§ **TASK TO CARRY OUT**
Find every line in the records below that contains the string "Mark", and copy each of those lines. Case matters, so a line holding the word only in different capitalization does not count.

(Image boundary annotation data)
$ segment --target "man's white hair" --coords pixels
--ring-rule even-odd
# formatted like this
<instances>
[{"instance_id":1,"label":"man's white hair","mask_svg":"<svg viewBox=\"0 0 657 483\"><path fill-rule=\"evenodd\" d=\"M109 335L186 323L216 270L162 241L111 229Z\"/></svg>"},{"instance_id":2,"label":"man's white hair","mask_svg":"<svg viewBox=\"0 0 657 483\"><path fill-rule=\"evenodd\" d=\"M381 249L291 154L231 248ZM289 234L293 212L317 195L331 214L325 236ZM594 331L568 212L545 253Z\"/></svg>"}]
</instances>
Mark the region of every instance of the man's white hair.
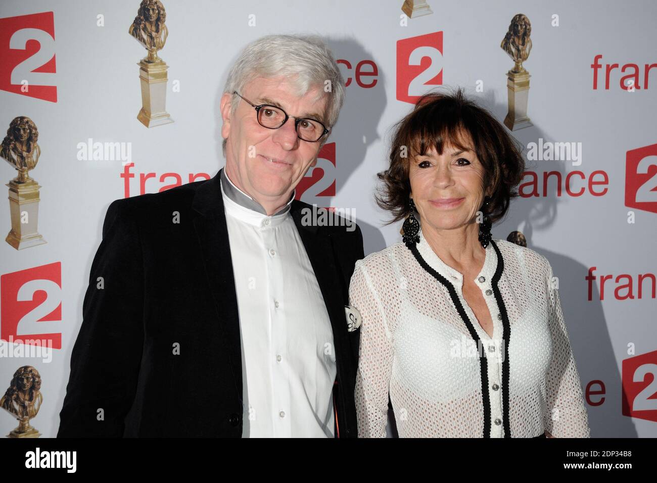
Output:
<instances>
[{"instance_id":1,"label":"man's white hair","mask_svg":"<svg viewBox=\"0 0 657 483\"><path fill-rule=\"evenodd\" d=\"M344 80L330 50L322 37L316 35L265 35L244 47L231 68L223 88L224 93L233 96L231 116L242 100L233 91L242 94L244 86L256 77L271 78L279 76L290 78L290 81L299 97L311 89L320 87L313 102L327 97L325 124L327 129L335 125L344 102ZM323 138L321 146L324 145L327 138ZM223 140L222 148L225 157L226 139Z\"/></svg>"}]
</instances>

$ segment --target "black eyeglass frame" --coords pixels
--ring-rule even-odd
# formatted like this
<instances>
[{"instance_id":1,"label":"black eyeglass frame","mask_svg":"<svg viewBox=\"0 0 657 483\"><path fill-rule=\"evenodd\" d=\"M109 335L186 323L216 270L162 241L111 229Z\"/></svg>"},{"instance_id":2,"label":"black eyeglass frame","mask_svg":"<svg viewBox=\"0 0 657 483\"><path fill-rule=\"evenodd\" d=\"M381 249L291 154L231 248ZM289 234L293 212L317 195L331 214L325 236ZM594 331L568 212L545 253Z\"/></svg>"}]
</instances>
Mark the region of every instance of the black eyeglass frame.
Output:
<instances>
[{"instance_id":1,"label":"black eyeglass frame","mask_svg":"<svg viewBox=\"0 0 657 483\"><path fill-rule=\"evenodd\" d=\"M233 94L237 94L237 95L238 95L240 97L242 97L242 99L244 99L245 101L246 101L247 103L248 103L249 104L250 104L253 106L253 108L256 110L256 119L258 120L258 124L259 124L263 127L267 127L267 129L281 129L284 126L285 126L285 123L287 122L287 120L288 119L289 119L290 118L292 118L294 120L294 130L296 131L296 137L298 137L302 141L305 141L307 143L317 143L320 139L321 139L322 137L323 137L325 135L326 135L327 133L330 132L330 129L327 129L327 127L325 126L324 126L324 123L318 121L317 119L311 119L310 118L297 118L297 117L296 117L294 116L290 116L290 115L288 114L287 112L286 112L284 110L283 110L283 109L282 108L280 108L278 106L273 106L271 104L261 104L259 106L256 106L255 104L254 104L253 103L252 103L248 99L244 99L240 94L239 94L239 93L237 92L237 91L233 91ZM260 122L260 109L261 109L263 107L273 107L275 109L277 109L278 110L280 110L280 111L283 112L283 113L284 114L285 114L285 119L281 124L281 126L279 126L278 127L269 127L266 126L263 126L262 123ZM302 121L305 121L305 120L313 121L313 122L317 122L322 127L324 128L324 131L321 135L319 135L319 137L318 137L315 141L308 141L307 139L304 139L303 137L302 137L300 135L299 135L299 131L298 131L299 123L301 122Z\"/></svg>"}]
</instances>

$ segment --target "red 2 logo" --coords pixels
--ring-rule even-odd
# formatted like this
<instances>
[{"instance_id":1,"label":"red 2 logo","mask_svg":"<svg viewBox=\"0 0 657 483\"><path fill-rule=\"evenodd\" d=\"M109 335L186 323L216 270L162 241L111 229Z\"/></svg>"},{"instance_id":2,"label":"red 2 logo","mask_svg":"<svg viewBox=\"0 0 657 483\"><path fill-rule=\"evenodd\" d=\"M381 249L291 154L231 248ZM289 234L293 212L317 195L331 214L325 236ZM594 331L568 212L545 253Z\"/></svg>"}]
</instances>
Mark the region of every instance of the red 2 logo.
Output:
<instances>
[{"instance_id":1,"label":"red 2 logo","mask_svg":"<svg viewBox=\"0 0 657 483\"><path fill-rule=\"evenodd\" d=\"M415 104L443 83L443 32L397 41L397 100Z\"/></svg>"},{"instance_id":2,"label":"red 2 logo","mask_svg":"<svg viewBox=\"0 0 657 483\"><path fill-rule=\"evenodd\" d=\"M62 348L62 264L0 277L0 337L50 340Z\"/></svg>"},{"instance_id":3,"label":"red 2 logo","mask_svg":"<svg viewBox=\"0 0 657 483\"><path fill-rule=\"evenodd\" d=\"M317 154L317 164L296 185L295 198L308 204L327 208L335 196L335 143L327 143Z\"/></svg>"},{"instance_id":4,"label":"red 2 logo","mask_svg":"<svg viewBox=\"0 0 657 483\"><path fill-rule=\"evenodd\" d=\"M0 89L57 102L53 12L0 18Z\"/></svg>"},{"instance_id":5,"label":"red 2 logo","mask_svg":"<svg viewBox=\"0 0 657 483\"><path fill-rule=\"evenodd\" d=\"M625 206L657 213L657 144L627 151Z\"/></svg>"}]
</instances>

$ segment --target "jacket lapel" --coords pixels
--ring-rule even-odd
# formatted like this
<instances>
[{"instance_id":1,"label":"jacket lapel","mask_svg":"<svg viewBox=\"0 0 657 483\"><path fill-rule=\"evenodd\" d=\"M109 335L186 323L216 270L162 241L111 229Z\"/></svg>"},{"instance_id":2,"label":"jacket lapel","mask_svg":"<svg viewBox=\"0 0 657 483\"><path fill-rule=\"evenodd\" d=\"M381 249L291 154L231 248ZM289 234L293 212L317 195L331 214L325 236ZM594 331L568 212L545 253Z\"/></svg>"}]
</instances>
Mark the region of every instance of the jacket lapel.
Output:
<instances>
[{"instance_id":1,"label":"jacket lapel","mask_svg":"<svg viewBox=\"0 0 657 483\"><path fill-rule=\"evenodd\" d=\"M242 346L240 342L239 312L233 273L223 210L219 173L196 190L192 207L195 210L194 229L200 246L205 273L216 310L224 350L229 356L235 389L242 398Z\"/></svg>"}]
</instances>

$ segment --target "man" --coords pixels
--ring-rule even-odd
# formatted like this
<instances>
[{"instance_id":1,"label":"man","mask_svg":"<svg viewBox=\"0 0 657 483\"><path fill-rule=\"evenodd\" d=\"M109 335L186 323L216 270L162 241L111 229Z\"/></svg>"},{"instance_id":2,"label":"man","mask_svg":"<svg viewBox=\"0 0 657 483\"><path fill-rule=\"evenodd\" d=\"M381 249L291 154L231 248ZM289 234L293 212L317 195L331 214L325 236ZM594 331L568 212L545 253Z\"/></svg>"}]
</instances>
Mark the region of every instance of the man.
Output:
<instances>
[{"instance_id":1,"label":"man","mask_svg":"<svg viewBox=\"0 0 657 483\"><path fill-rule=\"evenodd\" d=\"M225 168L110 205L58 436L356 437L362 235L294 199L344 94L318 37L256 41L221 97Z\"/></svg>"}]
</instances>

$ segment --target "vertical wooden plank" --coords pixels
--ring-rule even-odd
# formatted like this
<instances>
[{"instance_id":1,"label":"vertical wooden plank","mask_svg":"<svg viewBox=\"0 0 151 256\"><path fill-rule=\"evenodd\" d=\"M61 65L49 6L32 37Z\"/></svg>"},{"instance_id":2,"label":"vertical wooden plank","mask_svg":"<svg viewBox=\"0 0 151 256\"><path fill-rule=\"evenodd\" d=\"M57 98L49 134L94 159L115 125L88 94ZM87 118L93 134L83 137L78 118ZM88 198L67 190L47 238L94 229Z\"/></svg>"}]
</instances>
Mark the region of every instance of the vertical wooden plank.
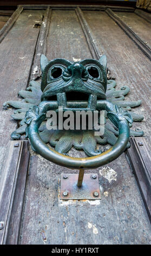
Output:
<instances>
[{"instance_id":1,"label":"vertical wooden plank","mask_svg":"<svg viewBox=\"0 0 151 256\"><path fill-rule=\"evenodd\" d=\"M91 58L74 10L52 11L47 46L46 55L50 60L64 58L76 61Z\"/></svg>"},{"instance_id":2,"label":"vertical wooden plank","mask_svg":"<svg viewBox=\"0 0 151 256\"><path fill-rule=\"evenodd\" d=\"M41 54L45 54L46 52L46 39L49 28L51 14L51 10L50 9L50 7L48 7L45 11L44 17L41 23L40 34L34 54L30 81L37 78L41 75L40 59Z\"/></svg>"},{"instance_id":3,"label":"vertical wooden plank","mask_svg":"<svg viewBox=\"0 0 151 256\"><path fill-rule=\"evenodd\" d=\"M116 88L129 87L130 92L126 100L142 100L142 105L135 112L143 115L144 120L139 123L134 123L133 126L143 130L145 136L149 137L150 61L106 13L83 13L96 41L107 55L108 66L111 76L116 79Z\"/></svg>"},{"instance_id":4,"label":"vertical wooden plank","mask_svg":"<svg viewBox=\"0 0 151 256\"><path fill-rule=\"evenodd\" d=\"M148 45L130 28L122 20L118 17L110 8L108 8L106 12L115 22L123 29L128 36L141 49L142 52L151 60L151 50Z\"/></svg>"},{"instance_id":5,"label":"vertical wooden plank","mask_svg":"<svg viewBox=\"0 0 151 256\"><path fill-rule=\"evenodd\" d=\"M3 103L18 100L18 92L27 87L40 32L34 25L36 21L42 21L43 13L42 10L23 11L1 44L1 169L11 133L16 128L16 121L10 118L13 109L3 109Z\"/></svg>"},{"instance_id":6,"label":"vertical wooden plank","mask_svg":"<svg viewBox=\"0 0 151 256\"><path fill-rule=\"evenodd\" d=\"M11 28L12 28L23 10L23 8L22 6L19 6L2 28L0 31L0 42L4 39Z\"/></svg>"},{"instance_id":7,"label":"vertical wooden plank","mask_svg":"<svg viewBox=\"0 0 151 256\"><path fill-rule=\"evenodd\" d=\"M27 141L11 141L0 184L1 244L17 244L20 229L29 151Z\"/></svg>"},{"instance_id":8,"label":"vertical wooden plank","mask_svg":"<svg viewBox=\"0 0 151 256\"><path fill-rule=\"evenodd\" d=\"M148 141L148 140L147 140ZM146 138L131 138L127 154L151 222L151 155Z\"/></svg>"}]
</instances>

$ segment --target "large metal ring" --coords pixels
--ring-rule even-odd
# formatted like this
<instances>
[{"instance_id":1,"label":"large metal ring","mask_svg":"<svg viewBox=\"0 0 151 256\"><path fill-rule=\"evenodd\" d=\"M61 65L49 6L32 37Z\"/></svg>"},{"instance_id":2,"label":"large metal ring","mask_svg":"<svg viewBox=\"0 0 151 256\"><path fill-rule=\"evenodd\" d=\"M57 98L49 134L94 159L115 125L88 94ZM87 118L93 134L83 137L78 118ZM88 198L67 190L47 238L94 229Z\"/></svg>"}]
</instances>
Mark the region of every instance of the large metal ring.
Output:
<instances>
[{"instance_id":1,"label":"large metal ring","mask_svg":"<svg viewBox=\"0 0 151 256\"><path fill-rule=\"evenodd\" d=\"M106 101L108 104L108 102ZM111 103L109 103L110 105ZM111 104L112 106L113 106ZM116 143L106 151L95 156L77 158L63 155L49 148L41 139L38 128L45 119L45 113L39 114L39 108L34 106L27 112L25 122L27 124L27 134L32 149L42 157L57 164L71 169L94 169L108 163L118 157L125 150L129 138L129 126L126 112L116 105L114 111L107 107L108 117L119 129L119 137Z\"/></svg>"}]
</instances>

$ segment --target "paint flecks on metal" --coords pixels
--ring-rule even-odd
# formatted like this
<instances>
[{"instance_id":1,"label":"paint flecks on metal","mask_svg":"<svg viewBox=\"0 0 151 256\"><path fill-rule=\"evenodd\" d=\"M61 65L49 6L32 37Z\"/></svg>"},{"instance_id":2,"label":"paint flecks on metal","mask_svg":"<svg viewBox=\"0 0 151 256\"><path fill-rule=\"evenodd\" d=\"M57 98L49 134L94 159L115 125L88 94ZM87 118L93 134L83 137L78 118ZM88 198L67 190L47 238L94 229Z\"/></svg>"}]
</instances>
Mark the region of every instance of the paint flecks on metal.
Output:
<instances>
[{"instance_id":1,"label":"paint flecks on metal","mask_svg":"<svg viewBox=\"0 0 151 256\"><path fill-rule=\"evenodd\" d=\"M100 200L87 200L91 205L99 205L100 204Z\"/></svg>"},{"instance_id":2,"label":"paint flecks on metal","mask_svg":"<svg viewBox=\"0 0 151 256\"><path fill-rule=\"evenodd\" d=\"M33 70L33 75L35 75L35 74L37 73L37 71L38 70L38 66L36 66L35 68L34 69L34 70Z\"/></svg>"},{"instance_id":3,"label":"paint flecks on metal","mask_svg":"<svg viewBox=\"0 0 151 256\"><path fill-rule=\"evenodd\" d=\"M95 234L95 235L97 235L98 234L98 229L95 227L95 225L93 225L93 234Z\"/></svg>"},{"instance_id":4,"label":"paint flecks on metal","mask_svg":"<svg viewBox=\"0 0 151 256\"><path fill-rule=\"evenodd\" d=\"M109 167L104 167L99 170L100 174L107 179L110 183L112 180L116 181L117 173Z\"/></svg>"},{"instance_id":5,"label":"paint flecks on metal","mask_svg":"<svg viewBox=\"0 0 151 256\"><path fill-rule=\"evenodd\" d=\"M104 192L103 194L105 196L105 197L106 197L108 196L108 191Z\"/></svg>"},{"instance_id":6,"label":"paint flecks on metal","mask_svg":"<svg viewBox=\"0 0 151 256\"><path fill-rule=\"evenodd\" d=\"M81 60L81 59L77 59L77 58L74 58L73 57L73 60L74 60L74 62L80 62L80 60Z\"/></svg>"},{"instance_id":7,"label":"paint flecks on metal","mask_svg":"<svg viewBox=\"0 0 151 256\"><path fill-rule=\"evenodd\" d=\"M90 222L88 222L88 228L91 229L93 228L93 234L95 234L95 235L97 235L98 234L98 229L96 227L95 224L93 225L92 223Z\"/></svg>"},{"instance_id":8,"label":"paint flecks on metal","mask_svg":"<svg viewBox=\"0 0 151 256\"><path fill-rule=\"evenodd\" d=\"M90 223L90 222L88 222L88 225L89 228L91 228L92 224L91 224L91 223Z\"/></svg>"},{"instance_id":9,"label":"paint flecks on metal","mask_svg":"<svg viewBox=\"0 0 151 256\"><path fill-rule=\"evenodd\" d=\"M47 238L46 238L46 236L45 236L45 234L44 231L44 230L42 230L41 232L41 234L42 234L43 241L44 243L45 243L45 242L47 242Z\"/></svg>"}]
</instances>

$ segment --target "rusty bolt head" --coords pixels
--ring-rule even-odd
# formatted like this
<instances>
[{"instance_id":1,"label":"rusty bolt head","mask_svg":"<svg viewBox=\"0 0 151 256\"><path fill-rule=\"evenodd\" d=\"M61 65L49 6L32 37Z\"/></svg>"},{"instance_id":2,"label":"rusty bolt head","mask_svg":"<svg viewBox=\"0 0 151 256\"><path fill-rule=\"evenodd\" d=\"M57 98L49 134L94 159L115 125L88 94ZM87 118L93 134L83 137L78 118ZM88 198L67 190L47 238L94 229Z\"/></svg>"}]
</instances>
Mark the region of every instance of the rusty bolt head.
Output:
<instances>
[{"instance_id":1,"label":"rusty bolt head","mask_svg":"<svg viewBox=\"0 0 151 256\"><path fill-rule=\"evenodd\" d=\"M64 196L64 197L67 197L68 194L68 192L67 192L67 191L64 191L62 194Z\"/></svg>"},{"instance_id":2,"label":"rusty bolt head","mask_svg":"<svg viewBox=\"0 0 151 256\"><path fill-rule=\"evenodd\" d=\"M97 191L95 191L94 192L93 195L94 197L98 197L99 196L99 193Z\"/></svg>"},{"instance_id":3,"label":"rusty bolt head","mask_svg":"<svg viewBox=\"0 0 151 256\"><path fill-rule=\"evenodd\" d=\"M96 174L93 174L91 177L94 179L96 179Z\"/></svg>"},{"instance_id":4,"label":"rusty bolt head","mask_svg":"<svg viewBox=\"0 0 151 256\"><path fill-rule=\"evenodd\" d=\"M4 226L4 222L3 221L1 221L0 222L0 230L1 229L3 229Z\"/></svg>"},{"instance_id":5,"label":"rusty bolt head","mask_svg":"<svg viewBox=\"0 0 151 256\"><path fill-rule=\"evenodd\" d=\"M15 147L15 148L18 148L18 147L19 147L19 143L15 144L14 147Z\"/></svg>"}]
</instances>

§ **PROBLEM SOLUTION**
Mark the region of every instance of the man's white hair.
Mark the region of every instance of the black eyeglass frame.
Mark the region of every instance of the red 2 logo.
Mark the region of every instance of the jacket lapel.
Mark the region of every instance of the man.
Mark the region of every instance of the vertical wooden plank.
Mark the region of every instance of the large metal ring.
Mark the region of every instance of the paint flecks on metal.
Mark the region of every instance of the rusty bolt head.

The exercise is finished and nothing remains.